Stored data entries
···
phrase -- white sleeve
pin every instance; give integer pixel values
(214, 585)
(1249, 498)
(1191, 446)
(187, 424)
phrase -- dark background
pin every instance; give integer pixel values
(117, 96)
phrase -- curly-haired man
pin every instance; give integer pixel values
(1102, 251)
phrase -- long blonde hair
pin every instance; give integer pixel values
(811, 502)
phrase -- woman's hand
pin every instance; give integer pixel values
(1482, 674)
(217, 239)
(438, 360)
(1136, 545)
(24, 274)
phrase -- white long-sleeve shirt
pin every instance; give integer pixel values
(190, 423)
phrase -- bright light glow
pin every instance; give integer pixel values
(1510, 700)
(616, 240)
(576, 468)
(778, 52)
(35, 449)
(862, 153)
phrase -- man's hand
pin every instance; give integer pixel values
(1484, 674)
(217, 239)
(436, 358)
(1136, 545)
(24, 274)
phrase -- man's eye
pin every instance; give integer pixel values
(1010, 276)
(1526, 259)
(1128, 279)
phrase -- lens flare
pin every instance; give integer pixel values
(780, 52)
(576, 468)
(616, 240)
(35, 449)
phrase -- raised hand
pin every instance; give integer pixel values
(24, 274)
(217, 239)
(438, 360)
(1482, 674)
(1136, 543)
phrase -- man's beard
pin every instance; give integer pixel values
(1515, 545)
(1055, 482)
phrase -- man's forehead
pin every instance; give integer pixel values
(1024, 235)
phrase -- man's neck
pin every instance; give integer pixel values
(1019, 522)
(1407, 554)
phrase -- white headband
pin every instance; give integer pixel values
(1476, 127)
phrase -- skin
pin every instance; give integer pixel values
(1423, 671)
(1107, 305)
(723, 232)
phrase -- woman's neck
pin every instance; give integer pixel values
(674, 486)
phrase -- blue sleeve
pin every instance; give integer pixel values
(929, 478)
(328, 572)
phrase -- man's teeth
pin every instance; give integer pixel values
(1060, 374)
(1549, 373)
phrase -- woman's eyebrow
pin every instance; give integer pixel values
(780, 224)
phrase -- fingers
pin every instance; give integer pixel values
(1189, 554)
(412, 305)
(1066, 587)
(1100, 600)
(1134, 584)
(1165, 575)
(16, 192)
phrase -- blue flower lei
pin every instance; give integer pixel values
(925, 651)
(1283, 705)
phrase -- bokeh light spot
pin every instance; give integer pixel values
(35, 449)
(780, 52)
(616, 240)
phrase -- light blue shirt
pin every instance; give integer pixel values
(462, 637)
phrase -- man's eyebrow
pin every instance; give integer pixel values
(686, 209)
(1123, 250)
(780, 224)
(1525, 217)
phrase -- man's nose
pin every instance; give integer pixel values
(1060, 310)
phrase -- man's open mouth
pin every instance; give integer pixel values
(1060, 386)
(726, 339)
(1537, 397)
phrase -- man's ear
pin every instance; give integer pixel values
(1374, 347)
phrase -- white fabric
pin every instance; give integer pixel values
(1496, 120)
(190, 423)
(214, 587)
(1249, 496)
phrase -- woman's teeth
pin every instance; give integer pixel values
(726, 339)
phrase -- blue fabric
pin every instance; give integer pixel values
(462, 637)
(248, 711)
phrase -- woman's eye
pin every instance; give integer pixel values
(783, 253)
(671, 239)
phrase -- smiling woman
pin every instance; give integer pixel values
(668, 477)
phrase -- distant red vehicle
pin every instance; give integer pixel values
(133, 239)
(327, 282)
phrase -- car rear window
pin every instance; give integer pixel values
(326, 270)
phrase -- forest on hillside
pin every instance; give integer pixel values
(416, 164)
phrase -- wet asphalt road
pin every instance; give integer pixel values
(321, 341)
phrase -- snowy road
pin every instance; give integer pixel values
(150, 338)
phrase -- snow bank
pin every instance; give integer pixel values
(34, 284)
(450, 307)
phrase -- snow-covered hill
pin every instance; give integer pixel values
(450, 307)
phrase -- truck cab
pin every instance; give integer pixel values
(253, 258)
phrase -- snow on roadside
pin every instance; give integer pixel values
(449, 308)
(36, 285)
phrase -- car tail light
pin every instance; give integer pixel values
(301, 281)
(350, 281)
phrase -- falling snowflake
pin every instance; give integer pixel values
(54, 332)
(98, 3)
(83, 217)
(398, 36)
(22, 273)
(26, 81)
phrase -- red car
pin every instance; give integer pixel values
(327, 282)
···
• [What to do]: Copy out each entry precisely. Leave nothing out.

• [Task answer]:
phrase -- white sleeve
pin every instance; give integer pixel values
(214, 585)
(1249, 498)
(1191, 446)
(187, 424)
phrase -- dark background
pin every instance; give integer pixel values
(117, 96)
phrase -- curly-haired man
pin every instance; give integer pixel values
(1102, 251)
phrase -- long blonde hair
pin every instance; give integer pixel values
(811, 502)
phrase -- woman's hand
pin every instance; give integer pixel values
(1482, 674)
(217, 239)
(438, 360)
(1136, 545)
(24, 274)
phrase -- white long-sleeve shirt
pin every instance; give integer pixel values
(190, 423)
phrase -- bright light glow
pin every instance; give integer pixel values
(1510, 700)
(616, 240)
(576, 468)
(778, 52)
(35, 449)
(862, 153)
phrase -- man's hand
pin every instance; give integer pixel values
(1484, 674)
(217, 239)
(436, 358)
(1136, 545)
(24, 274)
phrase -- man's eye
pin every instance; give integer pixel values
(1010, 276)
(1526, 259)
(1128, 279)
phrase -- lens flare
pin every instance; give integer pixel values
(780, 52)
(576, 468)
(616, 240)
(35, 449)
phrase -- raised hand
pin every instance; give integer pixel values
(24, 274)
(217, 239)
(438, 360)
(1482, 674)
(1136, 543)
phrase -- man's beard
pin every instance; give integer pixel values
(1515, 545)
(1055, 482)
phrase -- man's forehead
pin every instance; give integer pixel values
(1024, 235)
phrase -- man's neck
pin every instance; give integer pixel values
(1019, 522)
(1407, 554)
phrase -- white headband
pin every instance; give integer pixel values
(1476, 127)
phrase -- skin
pin every instance; give integer pixel values
(1423, 671)
(1107, 305)
(723, 232)
phrase -- woman's neck
pin every instance; give integer pixel values
(674, 486)
phrase -- blue sleeve
pin every instance; give integer pixel values
(929, 478)
(328, 572)
phrase -- man's teeth
pin every instance; give integer pixel values
(1060, 374)
(1549, 373)
phrase -- woman's eyebrow
pin every instance; give integer pixel values
(780, 224)
phrase -- fingers
pin every instance; give integer pixel values
(1189, 554)
(412, 305)
(1066, 587)
(1100, 600)
(1134, 584)
(1165, 575)
(16, 192)
phrase -- blue flower lei
pin every instance; give integer pixel values
(925, 651)
(1283, 705)
phrase -- bokeh light spot
pin every instance; give integer pixel values
(35, 449)
(780, 52)
(616, 240)
phrase -- light blue shirt
pin every instance; give integer pixel values
(462, 637)
phrase -- man's eyebrow
pin every instance; give integer pixel values
(686, 209)
(1123, 250)
(780, 224)
(1525, 217)
phrase -- man's nose
pin every instance; give integer pixel values
(1060, 310)
phrase -- man's open mouth
pin every instance; give integer pixel values
(1060, 386)
(726, 339)
(1537, 397)
phrase -- man's ear
pin every instance; give integer pixel values
(1374, 347)
phrase -- white fabric
pin every instance; give integer pixel values
(1496, 120)
(190, 423)
(214, 587)
(1249, 496)
phrase -- woman's teeth
pin every instance; give integer pixel values
(726, 339)
phrase -- blue fabric
pin every instance; give integer pixel values
(462, 637)
(248, 711)
phrase -- woman's eye
pin every instance; give integer pixel values
(783, 253)
(671, 239)
phrase -- smiling woman
pin every instance; give integer pixel values
(668, 477)
phrase -- distant red vehicle
pin every instance; give integer pixel values
(133, 239)
(327, 282)
phrase -- car rear window
pin every instance; give integer pixel values
(326, 270)
phrase -- forest on hillside
pin every instance; give integer pixel values
(416, 164)
phrase -- wet asphalt road
pin every instance; give integer pixel values
(321, 341)
phrase -- snowy road
pin every instance; give integer pixel values
(150, 338)
phrase -- snow bank
pin every instance; give integer pixel values
(34, 284)
(450, 307)
phrase -- snow-covered hill
pin every instance; give integer pixel values
(450, 307)
phrase -- truck cab
pin every instance; give integer pixel values
(253, 258)
phrase -- snow on roadside
pin every instance; give integer pixel values
(449, 308)
(36, 285)
phrase -- car tail light
pin every instance; give integer pixel values
(301, 281)
(350, 281)
phrase -- falling snowflake
pin every instance; give integer pixel values
(54, 332)
(98, 3)
(83, 217)
(398, 36)
(22, 273)
(26, 81)
phrase -- red car
pin every instance; give integer pixel values
(327, 282)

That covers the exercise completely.